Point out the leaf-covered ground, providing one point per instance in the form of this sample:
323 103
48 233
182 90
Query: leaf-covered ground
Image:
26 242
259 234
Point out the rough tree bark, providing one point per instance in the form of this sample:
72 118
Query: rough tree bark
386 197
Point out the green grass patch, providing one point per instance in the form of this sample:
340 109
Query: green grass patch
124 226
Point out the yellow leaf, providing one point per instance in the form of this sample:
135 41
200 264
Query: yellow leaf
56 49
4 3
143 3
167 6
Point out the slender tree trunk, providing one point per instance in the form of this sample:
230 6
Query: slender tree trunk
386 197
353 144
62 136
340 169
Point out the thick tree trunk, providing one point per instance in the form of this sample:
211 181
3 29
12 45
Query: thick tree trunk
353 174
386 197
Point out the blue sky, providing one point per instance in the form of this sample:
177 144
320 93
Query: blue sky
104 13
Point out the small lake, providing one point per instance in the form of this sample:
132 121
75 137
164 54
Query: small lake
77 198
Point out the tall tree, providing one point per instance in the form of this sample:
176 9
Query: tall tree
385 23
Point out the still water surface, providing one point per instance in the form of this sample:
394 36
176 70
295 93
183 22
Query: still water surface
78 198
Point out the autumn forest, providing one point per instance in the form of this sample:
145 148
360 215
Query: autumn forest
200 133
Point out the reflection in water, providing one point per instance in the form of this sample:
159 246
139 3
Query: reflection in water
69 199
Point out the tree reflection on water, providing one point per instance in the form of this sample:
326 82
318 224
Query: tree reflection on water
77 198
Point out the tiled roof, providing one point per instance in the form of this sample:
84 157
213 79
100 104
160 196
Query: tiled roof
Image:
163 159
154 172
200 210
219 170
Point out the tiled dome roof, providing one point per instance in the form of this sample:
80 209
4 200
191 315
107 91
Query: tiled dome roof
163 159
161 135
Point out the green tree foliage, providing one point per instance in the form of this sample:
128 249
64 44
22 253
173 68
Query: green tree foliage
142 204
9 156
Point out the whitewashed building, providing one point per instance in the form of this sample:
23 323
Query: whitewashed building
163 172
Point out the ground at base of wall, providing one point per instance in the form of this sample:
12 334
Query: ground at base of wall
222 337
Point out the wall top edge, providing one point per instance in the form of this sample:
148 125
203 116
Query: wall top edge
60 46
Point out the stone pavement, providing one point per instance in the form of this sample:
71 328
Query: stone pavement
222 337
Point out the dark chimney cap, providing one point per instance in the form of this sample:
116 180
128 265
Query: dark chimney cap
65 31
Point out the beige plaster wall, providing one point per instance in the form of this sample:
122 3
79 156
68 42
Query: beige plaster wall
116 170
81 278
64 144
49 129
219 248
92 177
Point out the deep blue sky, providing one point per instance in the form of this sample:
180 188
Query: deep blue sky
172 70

************

Work to complete: Quote the data above in full, changing nothing.

Finished task:
Point out the leaf-covered ground, providing one point per instance in the form of this sample:
323 103
48 233
182 90
Query: leaf-covered ground
Image:
26 242
259 234
Point out the rough tree bark, providing one point per instance in the form of this sample:
72 118
Query: rough tree bark
386 197
Point out the green grass patch, providing one point per instance in the form of this sample:
340 109
Query: green grass patch
124 226
Point out the yellow leaf, providing one point per instance in the form of this sample:
135 41
200 264
Query: yellow leaf
56 49
4 3
143 3
167 6
Point out the slender tree trunk, providing one point per instance in the form of this sample:
230 6
Query: slender tree trunk
386 197
353 144
62 136
340 169
Point out the thick tree trunk, providing one point per instance in the form of this sample:
211 181
3 29
12 45
Query: thick tree trunk
353 174
386 197
Point out the blue sky, providing one point per instance in the form of this sample:
177 144
320 93
Query: blue sky
104 13
Point out the small lake, providing one point per instance in the form of this sample:
132 121
75 137
164 54
Query: small lake
77 198
Point out the tall tree, providing one point per instance in the form of this sample:
176 9
Query: tall tree
385 23
Point out the still water surface, providing one point per instance in the form of this sample:
394 36
176 70
295 93
183 22
Query: still water surface
78 198
Point out the autumn forest, providing one point per instance in the form of this sample:
145 148
360 215
Query: autumn forest
200 133
Point out the reflection in water, providing one point per instance in the form of this sample:
159 246
139 3
Query: reflection in water
69 199
Point out the tree reflection on water, providing one point per instance in the form of this sample:
326 82
318 224
Query: tree reflection on water
77 198
Point out the tiled roof, providing one point per instance in the form of this sample:
84 157
213 79
100 104
160 196
Query: tiled roof
Image:
163 159
154 172
200 210
219 170
Point out the tiled dome roof, providing one point per instance in the form of this sample:
80 209
4 200
191 315
107 91
Query: tiled dome roof
163 159
161 135
Point out the green tree foliage, providing one point per instance in the form of this sample:
128 249
64 44
22 253
173 68
Query: green tree foliage
142 204
9 156
Point out the whitewashed building, providing one point per instance in the form of this sample:
23 323
Query: whitewashed building
163 172
Point out the ground at base of wall, providing one point per instance in the form of this sample:
12 334
Query: ground at base of wall
222 337
Point out the wall top edge, providing one point per instance in the form of this sample:
148 125
203 116
Query: wall top edge
60 46
Point out the stone pavement, providing one point per instance in the form of this sample:
71 328
Query: stone pavement
222 337
Point out the dark chimney cap, providing one point per instance in the form of this sample:
116 180
128 265
Query: dark chimney cap
65 31
Point out the beige plaster wall, providing one point per instance in the form of this sample:
122 3
79 156
68 42
Query: beige plaster wall
116 170
81 278
64 144
49 129
219 248
92 177
Point out the deep blue sky, providing one point per instance in the form of this sample:
180 188
Query: deep blue sky
172 70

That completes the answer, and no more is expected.